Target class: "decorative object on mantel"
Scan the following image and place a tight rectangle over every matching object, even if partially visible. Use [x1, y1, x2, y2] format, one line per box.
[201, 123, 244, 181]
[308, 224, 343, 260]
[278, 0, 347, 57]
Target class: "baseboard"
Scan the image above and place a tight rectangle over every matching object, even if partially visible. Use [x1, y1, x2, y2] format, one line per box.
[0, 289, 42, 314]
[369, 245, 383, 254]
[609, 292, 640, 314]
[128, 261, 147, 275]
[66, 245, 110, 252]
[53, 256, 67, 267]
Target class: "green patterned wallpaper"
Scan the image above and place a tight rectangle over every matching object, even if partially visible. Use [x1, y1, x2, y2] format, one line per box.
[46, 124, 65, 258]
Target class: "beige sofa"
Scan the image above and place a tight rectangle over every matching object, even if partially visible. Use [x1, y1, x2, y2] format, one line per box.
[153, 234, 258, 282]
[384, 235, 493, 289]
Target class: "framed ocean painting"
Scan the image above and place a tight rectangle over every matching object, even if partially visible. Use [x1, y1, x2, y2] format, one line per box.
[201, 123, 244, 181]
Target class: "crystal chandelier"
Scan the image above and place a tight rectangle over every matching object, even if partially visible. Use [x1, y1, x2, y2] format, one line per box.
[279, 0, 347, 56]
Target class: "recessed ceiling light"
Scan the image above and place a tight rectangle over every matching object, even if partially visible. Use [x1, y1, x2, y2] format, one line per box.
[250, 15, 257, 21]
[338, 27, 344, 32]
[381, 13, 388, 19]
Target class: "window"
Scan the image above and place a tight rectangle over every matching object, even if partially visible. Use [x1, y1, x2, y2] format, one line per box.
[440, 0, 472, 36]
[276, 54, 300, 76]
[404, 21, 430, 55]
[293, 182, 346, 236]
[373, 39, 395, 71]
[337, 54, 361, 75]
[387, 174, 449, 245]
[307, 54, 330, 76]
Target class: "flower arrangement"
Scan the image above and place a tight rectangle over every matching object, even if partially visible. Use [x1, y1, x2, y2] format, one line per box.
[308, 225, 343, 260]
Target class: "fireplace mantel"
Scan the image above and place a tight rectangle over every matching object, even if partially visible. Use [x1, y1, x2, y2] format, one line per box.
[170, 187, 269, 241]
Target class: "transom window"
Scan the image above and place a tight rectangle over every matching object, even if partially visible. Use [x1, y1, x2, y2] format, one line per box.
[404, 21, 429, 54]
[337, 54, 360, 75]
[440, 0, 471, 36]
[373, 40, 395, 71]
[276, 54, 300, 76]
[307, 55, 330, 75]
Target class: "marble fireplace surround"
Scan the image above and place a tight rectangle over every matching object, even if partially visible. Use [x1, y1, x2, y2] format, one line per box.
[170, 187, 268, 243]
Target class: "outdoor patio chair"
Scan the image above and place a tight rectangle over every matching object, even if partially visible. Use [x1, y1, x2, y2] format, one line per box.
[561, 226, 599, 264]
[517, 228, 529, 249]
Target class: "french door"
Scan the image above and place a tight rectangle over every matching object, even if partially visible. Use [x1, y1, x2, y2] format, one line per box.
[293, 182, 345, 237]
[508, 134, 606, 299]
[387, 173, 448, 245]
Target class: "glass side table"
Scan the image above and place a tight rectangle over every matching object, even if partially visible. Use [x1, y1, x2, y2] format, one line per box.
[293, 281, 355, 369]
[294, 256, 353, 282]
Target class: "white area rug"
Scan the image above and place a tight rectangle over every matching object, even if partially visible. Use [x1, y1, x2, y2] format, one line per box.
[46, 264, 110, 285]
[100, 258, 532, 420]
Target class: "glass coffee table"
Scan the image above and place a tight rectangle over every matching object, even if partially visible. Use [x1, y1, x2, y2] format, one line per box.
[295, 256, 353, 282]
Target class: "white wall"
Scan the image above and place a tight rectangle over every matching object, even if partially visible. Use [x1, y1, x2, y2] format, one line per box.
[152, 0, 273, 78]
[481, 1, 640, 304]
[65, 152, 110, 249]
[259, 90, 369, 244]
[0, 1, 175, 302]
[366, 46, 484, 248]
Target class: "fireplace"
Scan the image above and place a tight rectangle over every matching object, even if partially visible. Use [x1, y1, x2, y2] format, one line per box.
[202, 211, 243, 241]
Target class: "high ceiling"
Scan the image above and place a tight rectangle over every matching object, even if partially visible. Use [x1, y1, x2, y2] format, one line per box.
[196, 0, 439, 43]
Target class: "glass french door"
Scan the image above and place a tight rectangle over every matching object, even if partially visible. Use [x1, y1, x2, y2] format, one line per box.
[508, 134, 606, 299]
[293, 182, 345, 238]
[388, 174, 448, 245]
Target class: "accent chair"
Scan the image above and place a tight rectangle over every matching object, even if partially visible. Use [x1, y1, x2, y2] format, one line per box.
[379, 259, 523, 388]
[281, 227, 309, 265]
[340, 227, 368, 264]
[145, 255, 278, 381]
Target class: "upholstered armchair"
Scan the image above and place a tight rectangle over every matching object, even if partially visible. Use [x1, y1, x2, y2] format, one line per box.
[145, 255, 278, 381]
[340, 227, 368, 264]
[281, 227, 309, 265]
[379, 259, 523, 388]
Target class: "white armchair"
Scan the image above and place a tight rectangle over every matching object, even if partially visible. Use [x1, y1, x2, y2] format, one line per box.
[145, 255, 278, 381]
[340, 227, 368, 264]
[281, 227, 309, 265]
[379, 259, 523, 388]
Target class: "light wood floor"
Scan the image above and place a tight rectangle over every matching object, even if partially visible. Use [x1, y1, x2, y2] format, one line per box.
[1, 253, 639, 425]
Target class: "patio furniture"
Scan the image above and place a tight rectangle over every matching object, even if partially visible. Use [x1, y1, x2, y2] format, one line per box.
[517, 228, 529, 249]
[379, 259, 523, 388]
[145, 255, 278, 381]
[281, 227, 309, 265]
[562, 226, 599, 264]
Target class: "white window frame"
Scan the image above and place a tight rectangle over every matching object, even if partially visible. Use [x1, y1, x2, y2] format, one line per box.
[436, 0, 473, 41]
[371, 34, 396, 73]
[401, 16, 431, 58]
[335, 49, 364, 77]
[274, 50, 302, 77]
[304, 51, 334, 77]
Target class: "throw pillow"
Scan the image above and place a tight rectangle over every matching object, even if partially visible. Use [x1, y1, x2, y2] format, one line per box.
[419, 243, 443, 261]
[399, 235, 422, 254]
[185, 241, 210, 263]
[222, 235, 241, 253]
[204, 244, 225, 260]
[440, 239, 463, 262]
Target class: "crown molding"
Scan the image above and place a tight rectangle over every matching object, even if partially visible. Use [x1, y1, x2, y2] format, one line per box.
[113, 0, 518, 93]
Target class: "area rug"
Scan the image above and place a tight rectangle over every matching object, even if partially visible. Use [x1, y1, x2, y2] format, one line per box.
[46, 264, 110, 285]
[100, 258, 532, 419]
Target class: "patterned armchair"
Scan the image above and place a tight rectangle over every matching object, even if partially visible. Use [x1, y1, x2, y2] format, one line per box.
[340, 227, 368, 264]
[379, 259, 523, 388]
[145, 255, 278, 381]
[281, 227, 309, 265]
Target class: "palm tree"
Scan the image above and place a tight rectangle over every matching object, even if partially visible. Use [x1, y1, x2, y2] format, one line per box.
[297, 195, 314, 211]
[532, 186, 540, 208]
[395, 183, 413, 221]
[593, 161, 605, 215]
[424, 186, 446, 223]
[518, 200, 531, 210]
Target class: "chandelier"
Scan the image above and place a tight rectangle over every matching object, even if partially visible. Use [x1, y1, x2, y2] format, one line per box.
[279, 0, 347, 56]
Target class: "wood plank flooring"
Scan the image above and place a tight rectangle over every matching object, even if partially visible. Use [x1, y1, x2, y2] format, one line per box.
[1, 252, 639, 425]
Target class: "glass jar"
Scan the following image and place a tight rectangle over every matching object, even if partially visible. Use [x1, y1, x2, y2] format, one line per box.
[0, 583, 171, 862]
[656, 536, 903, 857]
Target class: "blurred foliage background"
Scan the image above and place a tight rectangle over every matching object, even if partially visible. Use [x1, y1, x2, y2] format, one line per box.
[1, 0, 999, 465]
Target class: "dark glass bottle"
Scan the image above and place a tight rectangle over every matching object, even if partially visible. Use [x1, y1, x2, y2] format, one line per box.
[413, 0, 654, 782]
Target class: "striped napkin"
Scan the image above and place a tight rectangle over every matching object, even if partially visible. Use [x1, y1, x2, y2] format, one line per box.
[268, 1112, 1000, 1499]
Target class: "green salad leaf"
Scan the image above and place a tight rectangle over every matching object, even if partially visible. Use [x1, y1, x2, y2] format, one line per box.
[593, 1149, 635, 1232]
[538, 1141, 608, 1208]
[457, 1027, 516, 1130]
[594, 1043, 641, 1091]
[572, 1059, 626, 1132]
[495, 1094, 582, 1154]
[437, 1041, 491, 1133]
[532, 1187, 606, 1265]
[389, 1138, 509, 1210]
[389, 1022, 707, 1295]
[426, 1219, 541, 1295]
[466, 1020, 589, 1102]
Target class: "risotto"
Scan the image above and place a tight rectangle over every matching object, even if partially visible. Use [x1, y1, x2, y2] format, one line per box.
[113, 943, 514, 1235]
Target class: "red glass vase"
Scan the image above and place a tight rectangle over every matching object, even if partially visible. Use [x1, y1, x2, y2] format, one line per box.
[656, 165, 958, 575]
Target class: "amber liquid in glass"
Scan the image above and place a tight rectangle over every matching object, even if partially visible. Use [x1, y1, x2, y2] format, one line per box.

- - - - - - -

Instructions for the task: Only the lines holding the word "wood" belong in the answer; copy them from the listing above.

Result below:
Target class: "light wood floor"
Target class: "wood plank flooring"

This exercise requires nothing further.